● **What you will do**:
Once the line with "of the house." is found in the entries below, print it and each following line exactly, stopping after the line with "the railroad track."; print nothing else.

[Data items]
------------------------------------------------

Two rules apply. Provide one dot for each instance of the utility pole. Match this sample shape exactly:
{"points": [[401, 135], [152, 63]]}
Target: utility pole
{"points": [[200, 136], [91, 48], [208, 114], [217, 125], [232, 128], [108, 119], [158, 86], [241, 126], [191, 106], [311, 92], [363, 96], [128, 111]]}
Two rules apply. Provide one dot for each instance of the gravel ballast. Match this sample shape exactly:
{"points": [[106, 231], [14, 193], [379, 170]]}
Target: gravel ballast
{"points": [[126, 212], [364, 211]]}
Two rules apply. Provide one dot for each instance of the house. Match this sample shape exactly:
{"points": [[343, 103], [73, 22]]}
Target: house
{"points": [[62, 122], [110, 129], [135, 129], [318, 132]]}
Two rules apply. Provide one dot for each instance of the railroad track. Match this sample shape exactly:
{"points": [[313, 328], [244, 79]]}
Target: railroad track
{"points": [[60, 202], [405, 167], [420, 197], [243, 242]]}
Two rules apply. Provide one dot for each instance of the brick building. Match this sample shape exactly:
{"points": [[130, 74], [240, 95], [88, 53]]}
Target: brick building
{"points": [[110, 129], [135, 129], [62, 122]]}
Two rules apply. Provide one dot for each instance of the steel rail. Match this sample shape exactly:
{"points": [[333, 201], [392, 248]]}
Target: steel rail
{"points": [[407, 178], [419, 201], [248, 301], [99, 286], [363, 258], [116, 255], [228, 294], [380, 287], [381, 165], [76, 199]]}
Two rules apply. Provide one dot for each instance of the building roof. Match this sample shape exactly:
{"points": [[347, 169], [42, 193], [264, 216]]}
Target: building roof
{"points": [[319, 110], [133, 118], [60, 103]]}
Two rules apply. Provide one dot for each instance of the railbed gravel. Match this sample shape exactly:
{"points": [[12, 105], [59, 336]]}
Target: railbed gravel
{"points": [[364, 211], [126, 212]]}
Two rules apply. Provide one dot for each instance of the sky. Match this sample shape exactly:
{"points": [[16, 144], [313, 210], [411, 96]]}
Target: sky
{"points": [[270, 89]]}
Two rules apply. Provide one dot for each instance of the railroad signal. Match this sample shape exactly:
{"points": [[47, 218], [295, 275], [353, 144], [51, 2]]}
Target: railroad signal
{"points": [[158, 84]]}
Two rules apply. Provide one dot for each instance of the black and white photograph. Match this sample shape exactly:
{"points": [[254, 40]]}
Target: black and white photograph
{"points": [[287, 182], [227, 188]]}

------------------------------------------------

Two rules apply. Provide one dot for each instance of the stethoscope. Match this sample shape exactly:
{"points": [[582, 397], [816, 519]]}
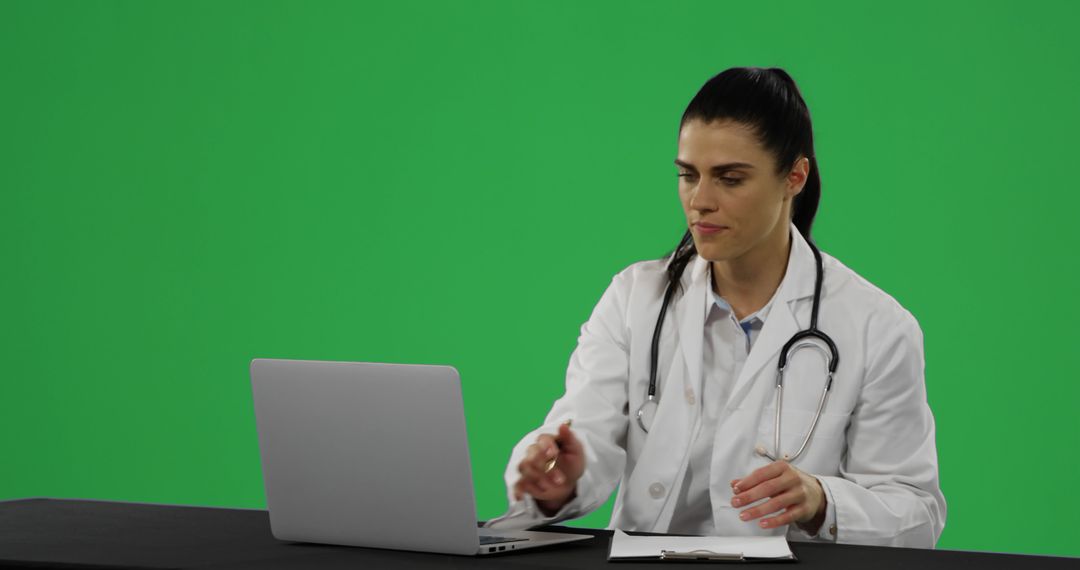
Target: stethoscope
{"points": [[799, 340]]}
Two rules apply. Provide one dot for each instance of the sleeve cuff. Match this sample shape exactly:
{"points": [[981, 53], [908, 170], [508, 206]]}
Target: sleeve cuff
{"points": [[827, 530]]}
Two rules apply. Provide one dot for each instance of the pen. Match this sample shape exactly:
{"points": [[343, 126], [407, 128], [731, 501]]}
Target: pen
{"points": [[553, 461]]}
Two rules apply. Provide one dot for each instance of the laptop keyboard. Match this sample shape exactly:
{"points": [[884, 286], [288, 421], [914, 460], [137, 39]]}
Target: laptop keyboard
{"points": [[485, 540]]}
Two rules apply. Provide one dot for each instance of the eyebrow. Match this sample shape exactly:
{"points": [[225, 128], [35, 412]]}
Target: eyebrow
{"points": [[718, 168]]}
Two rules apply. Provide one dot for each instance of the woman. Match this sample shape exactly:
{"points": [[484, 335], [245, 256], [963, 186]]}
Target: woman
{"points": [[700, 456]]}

------------------------------------------------

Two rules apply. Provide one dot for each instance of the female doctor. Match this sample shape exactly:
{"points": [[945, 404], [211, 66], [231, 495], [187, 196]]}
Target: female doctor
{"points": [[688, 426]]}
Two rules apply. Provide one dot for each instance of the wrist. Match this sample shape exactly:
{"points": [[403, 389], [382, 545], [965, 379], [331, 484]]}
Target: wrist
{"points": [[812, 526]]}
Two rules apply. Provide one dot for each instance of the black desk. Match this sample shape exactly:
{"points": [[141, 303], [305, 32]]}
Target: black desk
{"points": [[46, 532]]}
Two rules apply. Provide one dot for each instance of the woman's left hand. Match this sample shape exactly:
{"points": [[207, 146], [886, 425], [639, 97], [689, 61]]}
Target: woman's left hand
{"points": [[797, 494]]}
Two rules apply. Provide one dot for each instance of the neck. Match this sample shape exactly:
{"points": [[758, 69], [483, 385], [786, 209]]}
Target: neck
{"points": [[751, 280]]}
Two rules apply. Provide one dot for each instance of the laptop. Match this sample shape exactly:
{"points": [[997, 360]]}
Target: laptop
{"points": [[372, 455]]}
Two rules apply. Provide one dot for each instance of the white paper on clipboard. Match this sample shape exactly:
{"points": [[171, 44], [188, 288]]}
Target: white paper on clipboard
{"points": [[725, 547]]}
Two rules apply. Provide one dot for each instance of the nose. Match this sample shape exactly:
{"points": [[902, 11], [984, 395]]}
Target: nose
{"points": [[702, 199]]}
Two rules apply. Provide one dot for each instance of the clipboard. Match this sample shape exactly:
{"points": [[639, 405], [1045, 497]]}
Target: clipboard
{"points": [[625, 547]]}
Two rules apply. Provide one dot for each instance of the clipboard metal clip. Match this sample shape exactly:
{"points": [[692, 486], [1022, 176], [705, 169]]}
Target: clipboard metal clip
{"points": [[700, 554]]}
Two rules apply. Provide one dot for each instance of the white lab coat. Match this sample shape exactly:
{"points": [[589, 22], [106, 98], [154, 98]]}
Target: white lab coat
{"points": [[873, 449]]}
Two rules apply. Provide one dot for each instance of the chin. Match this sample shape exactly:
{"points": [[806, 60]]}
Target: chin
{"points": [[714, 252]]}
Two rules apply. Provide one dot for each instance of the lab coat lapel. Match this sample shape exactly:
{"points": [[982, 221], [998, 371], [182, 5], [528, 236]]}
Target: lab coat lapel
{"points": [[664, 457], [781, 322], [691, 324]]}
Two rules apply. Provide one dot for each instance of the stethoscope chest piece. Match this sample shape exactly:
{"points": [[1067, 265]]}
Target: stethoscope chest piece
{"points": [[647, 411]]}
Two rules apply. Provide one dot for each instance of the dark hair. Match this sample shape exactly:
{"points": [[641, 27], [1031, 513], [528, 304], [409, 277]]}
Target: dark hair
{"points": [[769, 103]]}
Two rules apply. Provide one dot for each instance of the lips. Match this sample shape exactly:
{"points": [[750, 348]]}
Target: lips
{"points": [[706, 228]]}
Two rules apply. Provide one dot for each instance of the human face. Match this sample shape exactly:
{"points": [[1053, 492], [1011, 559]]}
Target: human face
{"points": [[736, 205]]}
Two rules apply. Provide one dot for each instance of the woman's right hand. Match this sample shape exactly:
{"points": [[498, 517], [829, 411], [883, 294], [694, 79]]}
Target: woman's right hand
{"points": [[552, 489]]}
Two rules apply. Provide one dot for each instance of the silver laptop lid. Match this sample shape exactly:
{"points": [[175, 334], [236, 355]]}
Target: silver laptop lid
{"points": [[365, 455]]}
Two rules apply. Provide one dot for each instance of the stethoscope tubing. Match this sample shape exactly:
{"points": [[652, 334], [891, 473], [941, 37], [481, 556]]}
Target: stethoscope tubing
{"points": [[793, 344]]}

------------------------------------------------

● **Exercise solution**:
Two rules apply. Provide one dot for each instance of the house. Match this sample shape exactly:
{"points": [[343, 103], [73, 22]]}
Target: house
{"points": [[62, 122], [110, 129], [135, 129], [318, 132]]}
Two rules apply. Provide one dot for each instance of the railroad track. Match this sample shape exactly:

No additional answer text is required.